Section 2.  Vesting; Restriction on Transfer and Forfeiture of Unvested Units.




(a)    None of the Units may be sold, transferred, pledged, hypothecated or otherwise encumbered or disposed of until they have vested in accordance with the terms of this Section 2 and Exhibit A. Except as set forth in this Section 2, effective after the close of business on the date Award Recipient experiences a Separation from Service or, if earlier, the date Award Recipient breaches the confidentiality covenant as described in Section 9 hereof, any Units that are not vested in accordance with this Section 2 shall be automatically forfeited to Alpha without any further obligation on the part of Alpha.
 
(b)    Except as provided herein, the Units will vest according to the vesting schedule set forth on Exhibit A. Unless otherwise provided in a Company plan applicable to Award Recipient or any agreement between the Award Recipient and the Company, if: (i) a Change of Control (as defined below) occurs prior to the end of the full vesting period and (1) the Award Recipient experiences an involuntary Separation from Service by the Company other than for Cause within the 90-day period immediately preceding, on or within the one (1) year period following such Change of Control, or (2) the acquiring entity in a Change of Control does not assume this Agreement and convert the Units into a substantially comparable award of capital stock or other equity incentive instrument in such acquiring entity, the Units that have not been previously cancelled and forfeited shall become fully vested and payable; (ii) Award Recipient experiences a Separation from Service as a result of Award Recipient’s Normal Retirement (as defined below), any unvested Units shall become vested upon such Separation from Service; (iii) Award Recipient experiences a Separation from Service as a result of Permanent Disability (as defined below), death or Early Retirement (as defined below), any unvested Units will vest based on the ratio of the number of complete months the Award Recipient is employed or serves with the Company during the vesting period to the total number of months in the vesting period; (iv) Award Recipient experiences an involuntary Separation from Service by the Company as a result of the dissolution or liquidation of Alpha or the Award Recipient's employer, any unvested Units shall vest immediately prior to such dissolution or liquidation event; or (v) Award Recipient experiences an involuntary Separation from Service by the Company other than for Cause (as defined below), then the number of Units that are vested after the close of business on the date Award Recipient experiences an involuntary Separation from Service by the Company shall be calculated as if Award Recipient had been continuously employed by the Company for an additional three months.

§ SUPPLIED DATA:
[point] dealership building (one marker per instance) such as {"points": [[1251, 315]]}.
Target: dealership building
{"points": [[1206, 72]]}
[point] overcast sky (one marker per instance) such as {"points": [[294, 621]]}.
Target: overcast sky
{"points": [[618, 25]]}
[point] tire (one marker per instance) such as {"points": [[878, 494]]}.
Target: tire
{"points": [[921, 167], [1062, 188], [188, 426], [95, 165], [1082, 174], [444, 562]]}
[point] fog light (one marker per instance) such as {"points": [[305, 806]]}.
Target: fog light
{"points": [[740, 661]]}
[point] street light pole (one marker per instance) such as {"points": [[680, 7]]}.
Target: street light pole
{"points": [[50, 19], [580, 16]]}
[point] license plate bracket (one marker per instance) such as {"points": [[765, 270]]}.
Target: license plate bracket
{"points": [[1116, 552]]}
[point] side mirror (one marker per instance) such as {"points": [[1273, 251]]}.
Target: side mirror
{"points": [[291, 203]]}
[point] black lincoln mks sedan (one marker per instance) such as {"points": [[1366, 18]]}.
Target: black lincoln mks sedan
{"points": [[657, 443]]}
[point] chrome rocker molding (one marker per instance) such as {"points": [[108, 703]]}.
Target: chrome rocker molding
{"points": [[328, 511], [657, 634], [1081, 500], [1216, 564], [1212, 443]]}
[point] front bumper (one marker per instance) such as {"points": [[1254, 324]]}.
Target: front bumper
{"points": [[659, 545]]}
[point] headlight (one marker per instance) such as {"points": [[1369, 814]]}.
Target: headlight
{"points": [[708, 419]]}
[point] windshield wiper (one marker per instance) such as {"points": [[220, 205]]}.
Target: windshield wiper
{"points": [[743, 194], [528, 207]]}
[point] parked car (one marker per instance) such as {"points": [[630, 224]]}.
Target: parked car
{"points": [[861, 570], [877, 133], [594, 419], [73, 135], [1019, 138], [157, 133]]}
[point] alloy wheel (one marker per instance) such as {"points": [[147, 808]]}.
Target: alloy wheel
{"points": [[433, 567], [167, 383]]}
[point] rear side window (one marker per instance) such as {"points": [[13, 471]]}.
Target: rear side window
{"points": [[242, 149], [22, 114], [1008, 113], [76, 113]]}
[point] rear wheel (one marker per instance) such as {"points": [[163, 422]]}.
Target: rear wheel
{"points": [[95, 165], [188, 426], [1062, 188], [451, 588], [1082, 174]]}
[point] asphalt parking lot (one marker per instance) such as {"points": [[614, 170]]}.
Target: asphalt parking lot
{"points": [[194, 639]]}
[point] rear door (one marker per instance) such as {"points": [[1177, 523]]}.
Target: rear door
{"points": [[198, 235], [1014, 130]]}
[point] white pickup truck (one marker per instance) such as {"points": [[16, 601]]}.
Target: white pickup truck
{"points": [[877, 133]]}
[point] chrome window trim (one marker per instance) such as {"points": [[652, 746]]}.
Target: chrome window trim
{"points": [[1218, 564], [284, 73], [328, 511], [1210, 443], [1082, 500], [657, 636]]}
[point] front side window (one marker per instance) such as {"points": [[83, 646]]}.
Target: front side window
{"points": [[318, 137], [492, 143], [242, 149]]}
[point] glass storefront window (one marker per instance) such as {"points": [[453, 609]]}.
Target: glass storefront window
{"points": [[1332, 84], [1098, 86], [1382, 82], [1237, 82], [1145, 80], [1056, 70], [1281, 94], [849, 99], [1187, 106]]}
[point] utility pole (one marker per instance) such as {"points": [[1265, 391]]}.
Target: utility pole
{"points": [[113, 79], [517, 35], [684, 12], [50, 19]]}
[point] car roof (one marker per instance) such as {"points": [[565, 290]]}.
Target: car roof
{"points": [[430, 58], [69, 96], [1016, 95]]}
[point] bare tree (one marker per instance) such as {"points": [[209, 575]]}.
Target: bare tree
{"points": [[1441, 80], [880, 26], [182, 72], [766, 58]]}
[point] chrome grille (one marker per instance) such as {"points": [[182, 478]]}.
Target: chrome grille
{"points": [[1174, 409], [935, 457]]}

§ REQUEST A:
Reproduce the vesting section from "Section 2.  Vesting; Restriction on" to "part of Alpha.".
§ REQUEST B:
Locate every line in the records that contains the string "glass" and copy each one.

§ SOLUTION A:
Section 2.  Vesting; Restriction on Transfer and Forfeiture of Unvested Units.




(a)    None of the Units may be sold, transferred, pledged, hypothecated or otherwise encumbered or disposed of until they have vested in accordance with the terms of this Section 2 and Exhibit A. Except as set forth in this Section 2, effective after the close of business on the date Award Recipient experiences a Separation from Service or, if earlier, the date Award Recipient breaches the confidentiality covenant as described in Section 9 hereof, any Units that are not vested in accordance with this Section 2 shall be automatically forfeited to Alpha without any further obligation on the part of Alpha.

§ SOLUTION B:
[point] glass storefront window (one marker per instance) such as {"points": [[453, 609]]}.
Target: glass storefront window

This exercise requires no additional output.